● Set task 1:
Convert the rows below into a Markdown table with the columns No. and Line, starting at the line that contains "Q: In the image above, where is the white stamen?" and ending at the line that contains "141;109;177;136". Give each line its own number and omit blank lines.

━━━━━━━━

Roger Federer could have retired many years ago, already considered the Greatest of all Time with 20 grand slams, why not…?
I don’t know the man, maybe he plays for the love of the game, or he enjoys destroying lower ranked players, who knows. Maybe he loves the adoring fans, standing up broadcasted worldwide winning knowing at that point, he is the best. Maybe he’s anxious of someone surpassing him in grand slam wins. But I’m quite sure when he turns up to Wimbledon, he doesn’t aim for the runner up – his goal is to win. If he loses, you can see his discontent with himself -and it is this dissatisfaction that drives him, and us in all that we do.
Goals are good, they drive us to improve, give us something tangible and an objective to aim for.
When we complete our goals, we feel amazing. All the hard work, the progress, having set yourself a target and reached it means a feeling of accomplishment engulfs us. Maybe it’s that degree you spent 3 years doing, maybe you ran 10k under an hour or maybe you simply got out of bed today before 9am.

━━━━━━━━

● Set task 2:
According to the provided text on goals, how many grand slams has Roger Federer won?

● Given data:
━━━━━━━━

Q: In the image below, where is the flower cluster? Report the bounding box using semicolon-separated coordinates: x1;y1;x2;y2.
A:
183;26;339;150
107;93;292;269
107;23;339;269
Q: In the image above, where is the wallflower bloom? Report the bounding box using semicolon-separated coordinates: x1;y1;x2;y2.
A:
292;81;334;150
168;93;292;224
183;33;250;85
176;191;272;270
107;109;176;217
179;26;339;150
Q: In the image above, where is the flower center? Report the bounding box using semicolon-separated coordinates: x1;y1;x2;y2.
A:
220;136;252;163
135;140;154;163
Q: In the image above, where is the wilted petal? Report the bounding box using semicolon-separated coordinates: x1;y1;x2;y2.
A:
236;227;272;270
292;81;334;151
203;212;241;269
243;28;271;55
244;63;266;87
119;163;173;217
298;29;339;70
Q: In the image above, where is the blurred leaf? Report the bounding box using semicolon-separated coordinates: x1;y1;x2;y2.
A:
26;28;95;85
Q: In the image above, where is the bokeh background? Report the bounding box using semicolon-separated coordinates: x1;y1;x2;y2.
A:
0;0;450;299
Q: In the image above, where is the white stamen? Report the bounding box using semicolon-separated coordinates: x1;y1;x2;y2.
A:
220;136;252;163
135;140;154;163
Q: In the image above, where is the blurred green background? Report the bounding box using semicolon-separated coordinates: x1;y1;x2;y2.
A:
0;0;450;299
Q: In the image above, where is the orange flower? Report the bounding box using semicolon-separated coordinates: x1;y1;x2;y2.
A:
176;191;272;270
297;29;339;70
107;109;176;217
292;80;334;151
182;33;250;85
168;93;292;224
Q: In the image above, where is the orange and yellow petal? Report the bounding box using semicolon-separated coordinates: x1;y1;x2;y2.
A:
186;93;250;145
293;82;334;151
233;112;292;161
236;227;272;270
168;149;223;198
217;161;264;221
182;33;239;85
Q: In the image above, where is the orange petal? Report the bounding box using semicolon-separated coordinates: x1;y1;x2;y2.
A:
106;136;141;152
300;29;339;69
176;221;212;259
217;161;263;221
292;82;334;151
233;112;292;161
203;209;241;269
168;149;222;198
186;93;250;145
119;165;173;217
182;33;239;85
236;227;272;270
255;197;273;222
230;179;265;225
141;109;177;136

━━━━━━━━

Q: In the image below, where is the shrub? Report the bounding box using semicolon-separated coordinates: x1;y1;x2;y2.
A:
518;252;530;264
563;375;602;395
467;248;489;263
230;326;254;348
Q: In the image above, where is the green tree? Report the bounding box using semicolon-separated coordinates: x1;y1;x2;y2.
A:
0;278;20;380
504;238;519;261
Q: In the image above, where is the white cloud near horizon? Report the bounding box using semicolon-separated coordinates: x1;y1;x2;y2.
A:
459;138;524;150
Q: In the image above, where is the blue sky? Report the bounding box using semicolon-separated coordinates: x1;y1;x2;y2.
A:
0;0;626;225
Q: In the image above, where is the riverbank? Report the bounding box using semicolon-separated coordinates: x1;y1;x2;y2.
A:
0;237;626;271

━━━━━━━━

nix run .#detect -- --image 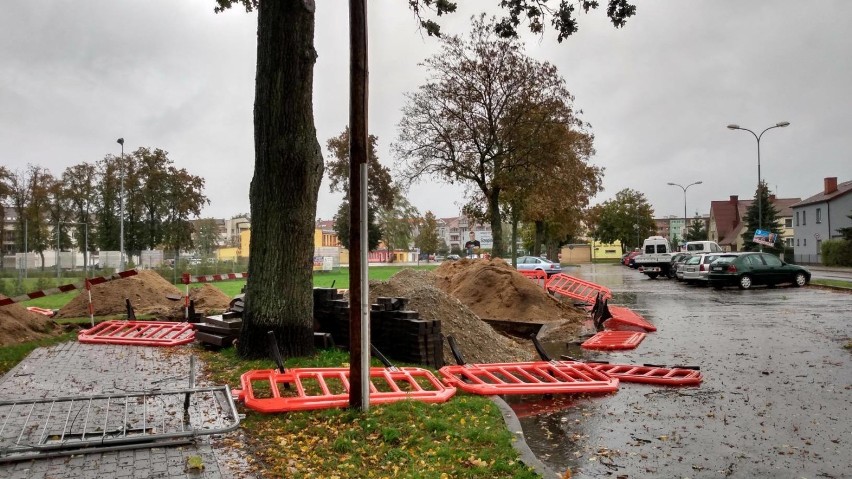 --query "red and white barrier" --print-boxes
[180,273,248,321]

━━━━━━━━

● Final result 1:
| No. | Line |
|---|---|
| 1 | Q: In the image above, where is the white stamen? Report the bounding box using semicolon-separated coordinates: x1;y1;x2;y2. |
| 2 | A: |
| 3 | 220;136;252;163 |
| 4 | 135;140;154;163 |
| 5 | Q: In the image above, where is the blurred green background? Report the bounding box using semicolon-separated coordinates: x1;y1;x2;y2. |
| 6 | A: |
| 7 | 0;0;450;299 |
| 8 | Q: In the image above, where is the orange flower? Report the bounding box using semicolon-separated coordinates: x1;y1;x2;y2. |
| 9 | A: |
| 10 | 176;191;272;270 |
| 11 | 297;29;339;70 |
| 12 | 107;109;176;217 |
| 13 | 292;80;334;151 |
| 14 | 182;33;250;85 |
| 15 | 168;93;292;224 |
| 16 | Q: In the image above, where is the orange and yellow petal? Report the bounding box using semicolon-separated coordinates: x1;y1;x2;y2. |
| 17 | A: |
| 18 | 186;93;250;145 |
| 19 | 293;82;334;151 |
| 20 | 233;112;292;161 |
| 21 | 236;227;272;270 |
| 22 | 168;149;223;198 |
| 23 | 217;161;264;221 |
| 24 | 182;33;239;85 |
| 25 | Q: In the image above, where is the orange petal? Report the bounding box using semicolon-separated coordinates: x1;y1;x2;y2. |
| 26 | A: |
| 27 | 106;136;141;152 |
| 28 | 300;29;339;69 |
| 29 | 176;221;212;259 |
| 30 | 217;161;263;221 |
| 31 | 292;82;334;151 |
| 32 | 233;112;292;161 |
| 33 | 203;209;241;269 |
| 34 | 168;149;222;198 |
| 35 | 186;93;250;145 |
| 36 | 119;165;173;217 |
| 37 | 182;33;239;85 |
| 38 | 236;227;272;270 |
| 39 | 255;197;273;222 |
| 40 | 230;179;265;225 |
| 41 | 141;109;177;136 |

● Final result 2:
20 grand slams.